Textauszug -
In einem neuen Urteil hat sich das Bundesarbeitsgericht am 15. Mai 2013 (Az. 10 AZR 325/12) mit der über den Einzelfall weit hinausgehenden Fragestellung befasst, welche Arbeitszeit vom Arbeitnehmer geschuldet wird, wenn jemand z. B. als außertariflicher Beschäftigter angestellt ist und im Arbeitsvertrag lediglich erwähnt wird, der Arbeitnehmer habe „auch außerhalb der betriebsüblichen Arbeitszeit tätig [zu] werden“. Weitere Regelungen zur Arbeitszeit enthielt der Vertrag der Prozessparteien nicht.

 

Die betreffende Arbeitnehmerin hatte dann – im Verhältnis zu den betriebsüblichen Arbeitszeiten – im Herbst 2010 nahezu 700 Minusstunden angesammelt und die Arbeitgeberin verlangte von der Mitarbeiterin, dass sie zumindest die betriebsübliche Arbeitszeit leisten sollte. Die Arbeitgeberin kürzte die Gehälter dann, weil die Klägerin ihre Arbeitspflicht nicht vollständig erfüllte und nur noch teilweise arbeitete.

 

Die klagende Mitarbeiterin wandte im Prozessverfahren ein, sie sei ja gar nicht auf eine bestimmte Arbeitszeit pro Woche festgelegt und demgemäß auch nicht gehalten, bestimmte Arbeitszeiten, etwa die betriebsübliche Arbeitszeit, zu leisten. Es komme nur darauf an, ob sie die ihr von der Beklagten übertragenen Aufgaben erledige; deswegen müsse auch das Gehalt in vollem Umfang unabhängig von der tatsächlich erbrachten Arbeitszeit gezahlt werden.

Eingabedatensätze -
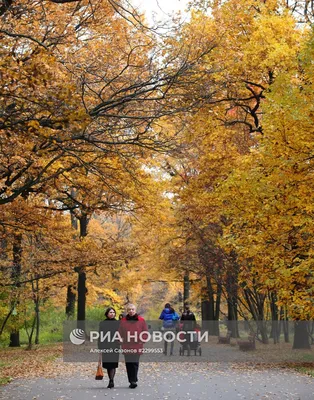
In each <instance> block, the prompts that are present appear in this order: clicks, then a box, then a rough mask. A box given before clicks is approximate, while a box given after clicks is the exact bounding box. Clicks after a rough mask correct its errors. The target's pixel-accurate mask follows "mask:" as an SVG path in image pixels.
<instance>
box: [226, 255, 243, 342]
mask: <svg viewBox="0 0 314 400" xmlns="http://www.w3.org/2000/svg"><path fill="white" fill-rule="evenodd" d="M231 259H232V265H231V267H229V269H228V271H227V282H226V289H227V306H228V317H227V318H228V330H229V331H231V336H232V337H234V338H238V337H240V335H239V326H238V265H237V262H236V256H235V255H234V254H231Z"/></svg>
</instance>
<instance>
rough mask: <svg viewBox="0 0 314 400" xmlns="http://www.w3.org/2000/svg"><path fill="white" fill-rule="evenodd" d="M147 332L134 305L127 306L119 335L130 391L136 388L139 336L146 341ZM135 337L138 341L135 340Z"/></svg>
mask: <svg viewBox="0 0 314 400" xmlns="http://www.w3.org/2000/svg"><path fill="white" fill-rule="evenodd" d="M147 331H148V328H147V325H146V322H145V320H144V318H143V317H141V316H140V315H138V314H137V312H136V307H135V305H134V304H129V305H128V306H127V315H126V316H125V317H123V318H122V320H121V323H120V328H119V333H120V335H121V339H122V349H123V350H124V359H125V366H126V371H127V375H128V380H129V382H130V386H129V388H131V389H135V388H136V387H137V381H138V377H137V375H138V369H139V362H140V355H141V354H142V351H143V342H141V340H140V338H139V336H140V335H141V334H142V333H143V340H146V339H147ZM135 336H136V337H137V338H138V340H136V339H135ZM130 351H131V352H130Z"/></svg>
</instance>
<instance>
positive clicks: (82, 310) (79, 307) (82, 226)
mask: <svg viewBox="0 0 314 400" xmlns="http://www.w3.org/2000/svg"><path fill="white" fill-rule="evenodd" d="M79 221H80V237H81V238H84V237H86V236H87V225H88V216H87V214H82V216H81V217H80V219H79ZM77 272H78V284H77V320H78V321H85V316H86V292H87V289H86V272H85V268H84V267H81V268H78V269H77Z"/></svg>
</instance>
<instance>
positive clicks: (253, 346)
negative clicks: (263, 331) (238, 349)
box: [238, 332, 256, 351]
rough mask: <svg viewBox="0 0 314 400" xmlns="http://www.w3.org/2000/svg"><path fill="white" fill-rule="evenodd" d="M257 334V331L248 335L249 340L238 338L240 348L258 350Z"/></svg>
mask: <svg viewBox="0 0 314 400" xmlns="http://www.w3.org/2000/svg"><path fill="white" fill-rule="evenodd" d="M255 336H256V335H255V333H254V332H252V333H250V334H249V335H248V338H247V340H238V345H239V349H240V350H242V351H247V350H256V346H255Z"/></svg>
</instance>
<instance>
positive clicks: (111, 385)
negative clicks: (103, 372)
mask: <svg viewBox="0 0 314 400" xmlns="http://www.w3.org/2000/svg"><path fill="white" fill-rule="evenodd" d="M113 387H114V383H113V379H110V380H109V383H108V386H107V388H108V389H112V388H113Z"/></svg>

Aufgabenliste -
1. Gib den Text zum Urteil über die Arbeitszeit von „Die betreffende Arbeitnehmerin“ bis einschließlich „Arbeitszeit gezahlt werden.“ wieder und benenne dabei „Arbeitgeberin“ in „Firma“ um.
2. Fasse die Zeilen der Datensätze vom Anfang bis einschließlich der Zeile mit „box: [226, 255, 243, 342]“ als nummerierte Liste ohne Leerzeilen zusammen. Die Bilder lässt du dabei weg.

Antworten je Aufgabe -
1.
Die betreffende Arbeitnehmerin hatte dann – im Verhältnis zu den betriebsüblichen Arbeitszeiten – im Herbst 2010 nahezu 700 Minusstunden angesammelt und die Firma verlangte von der Mitarbeiterin, dass sie zumindest die betriebsübliche Arbeitszeit leisten sollte. Die Firma kürzte die Gehälter dann, weil die Klägerin ihre Arbeitspflicht nicht vollständig erfüllte und nur noch teilweise arbeitete.

 

Die klagende Mitarbeiterin wandte im Prozessverfahren ein, sie sei ja gar nicht auf eine bestimmte Arbeitszeit pro Woche festgelegt und demgemäß auch nicht gehalten, bestimmte Arbeitszeiten, etwa die betriebsübliche Arbeitszeit, zu leisten. Es komme nur darauf an, ob sie die ihr von der Beklagten übertragenen Aufgaben erledige; deswegen müsse auch das Gehalt in vollem Umfang unabhängig von der tatsächlich erbrachten Arbeitszeit gezahlt werden.

2.
1. In each <instance> block, the prompts that are present appear in this order: clicks, then a box, then a rough mask. A box given before clicks is approximate, while a box given after clicks is the exact bounding box. Clicks after a rough mask correct its errors. The target's pixel-accurate mask follows "mask:" as an SVG path in image pixels.
2. <instance>
3. box: [226, 255, 243, 342]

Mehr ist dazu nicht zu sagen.